### The request
Rescale the records, reproducing every line from the line containing "Task: annotate the baseboard" through the end of the records, requests included. In the answers, multiply each x and y coordinate by 0.25 and round it to the nearest whole number, rounding halves up; reproduce only these lines.

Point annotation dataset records
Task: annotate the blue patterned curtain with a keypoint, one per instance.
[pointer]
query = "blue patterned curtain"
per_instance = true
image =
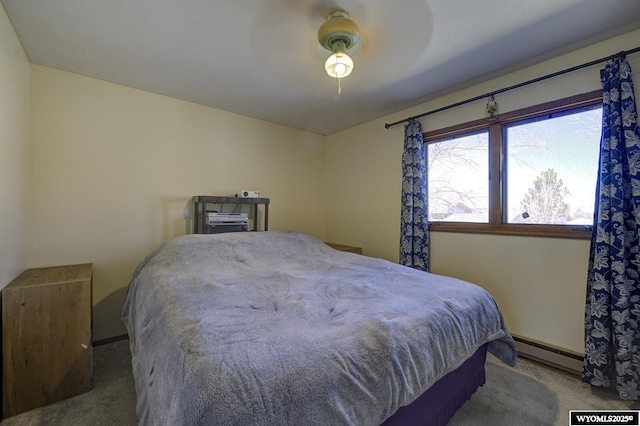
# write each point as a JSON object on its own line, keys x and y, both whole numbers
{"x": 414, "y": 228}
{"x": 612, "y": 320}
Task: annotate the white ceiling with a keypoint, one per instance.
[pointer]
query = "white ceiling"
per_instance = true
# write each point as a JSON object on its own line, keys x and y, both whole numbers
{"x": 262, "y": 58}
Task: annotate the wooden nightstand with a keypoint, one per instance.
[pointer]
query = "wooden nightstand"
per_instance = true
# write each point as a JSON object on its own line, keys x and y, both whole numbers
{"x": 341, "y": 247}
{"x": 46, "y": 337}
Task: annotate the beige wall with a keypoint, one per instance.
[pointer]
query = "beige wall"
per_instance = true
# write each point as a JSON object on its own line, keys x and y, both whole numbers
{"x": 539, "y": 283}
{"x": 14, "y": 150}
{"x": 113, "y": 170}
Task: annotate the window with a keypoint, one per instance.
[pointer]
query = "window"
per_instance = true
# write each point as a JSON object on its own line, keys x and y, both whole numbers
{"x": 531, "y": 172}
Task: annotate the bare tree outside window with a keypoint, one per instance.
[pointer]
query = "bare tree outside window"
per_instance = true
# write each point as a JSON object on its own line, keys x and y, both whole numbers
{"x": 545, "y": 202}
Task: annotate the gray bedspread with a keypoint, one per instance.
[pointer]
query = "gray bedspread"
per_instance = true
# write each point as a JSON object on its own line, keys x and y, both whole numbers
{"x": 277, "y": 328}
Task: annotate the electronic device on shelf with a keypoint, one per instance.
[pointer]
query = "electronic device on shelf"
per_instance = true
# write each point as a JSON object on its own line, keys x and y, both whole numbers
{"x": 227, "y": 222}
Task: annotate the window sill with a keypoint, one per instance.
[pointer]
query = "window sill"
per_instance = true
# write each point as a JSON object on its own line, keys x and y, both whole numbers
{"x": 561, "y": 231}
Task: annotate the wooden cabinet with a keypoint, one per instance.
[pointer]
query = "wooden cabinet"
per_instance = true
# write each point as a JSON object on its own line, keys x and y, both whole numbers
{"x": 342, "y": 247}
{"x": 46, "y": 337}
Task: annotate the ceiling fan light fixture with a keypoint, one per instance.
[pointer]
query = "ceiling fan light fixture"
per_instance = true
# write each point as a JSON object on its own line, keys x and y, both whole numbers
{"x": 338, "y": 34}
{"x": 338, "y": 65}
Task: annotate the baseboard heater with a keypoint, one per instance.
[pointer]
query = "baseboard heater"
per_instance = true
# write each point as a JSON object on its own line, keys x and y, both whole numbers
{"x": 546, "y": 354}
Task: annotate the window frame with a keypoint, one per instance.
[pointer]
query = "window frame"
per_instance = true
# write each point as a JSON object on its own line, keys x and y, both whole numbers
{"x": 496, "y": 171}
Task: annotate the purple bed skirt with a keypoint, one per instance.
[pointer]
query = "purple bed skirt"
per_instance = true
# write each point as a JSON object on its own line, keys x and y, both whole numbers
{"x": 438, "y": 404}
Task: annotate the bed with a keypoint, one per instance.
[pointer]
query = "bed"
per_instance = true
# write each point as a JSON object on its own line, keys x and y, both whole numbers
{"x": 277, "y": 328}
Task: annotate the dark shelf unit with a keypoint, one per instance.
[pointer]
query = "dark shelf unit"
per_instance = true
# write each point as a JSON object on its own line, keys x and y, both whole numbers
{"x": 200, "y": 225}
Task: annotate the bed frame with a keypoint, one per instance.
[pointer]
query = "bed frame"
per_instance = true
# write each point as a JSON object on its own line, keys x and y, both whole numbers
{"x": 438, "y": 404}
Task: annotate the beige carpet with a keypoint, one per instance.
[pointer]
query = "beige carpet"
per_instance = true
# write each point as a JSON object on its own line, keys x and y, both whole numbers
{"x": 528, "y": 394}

### Task result
Task: annotate the baseboard heater with a keypoint, one per instance.
[pointer]
query = "baseboard heater"
per_instance = true
# write each point as a JSON object on its own line, keys x and y, both whole numbers
{"x": 137, "y": 89}
Task: annotate the window frame with a keypoint, one per instance.
[pointer]
query = "window frame"
per_instance = true
# write each point as a JSON object on its own line, keys x and y, both whole numbers
{"x": 124, "y": 43}
Task: annotate the purple bed skirt with a keypoint, one per instance.
[pointer]
query = "purple bed skirt"
per_instance = true
# write each point as a JSON object on its own line, keys x and y, both whole numbers
{"x": 110, "y": 101}
Task: annotate the bed with a keypoint, one per instance.
[pointer]
query = "bed"
per_instance = true
# write each point as a JSON object on its own line, keys x and y, both whole numbers
{"x": 69, "y": 82}
Task: annotate the dark shelf unit with a keypoint, one per instance.
[pointer]
query = "dark shelf unit"
per_instance = true
# write each point as a JSON object on its own line, keys x and y, both whole numbers
{"x": 50, "y": 56}
Task: annotate the bed frame with a keypoint, one per instance.
[pointer]
query = "bed frame"
per_instance = true
# write each point as a JSON object on its own line, keys x and y, both whole numbers
{"x": 110, "y": 101}
Task: annotate the beige carpet with a keypoint, one per instance.
[pointer]
query = "beige carpet"
per_instance = true
# write each point as a JSON object on its own line, keys x and y, both whole numbers
{"x": 132, "y": 99}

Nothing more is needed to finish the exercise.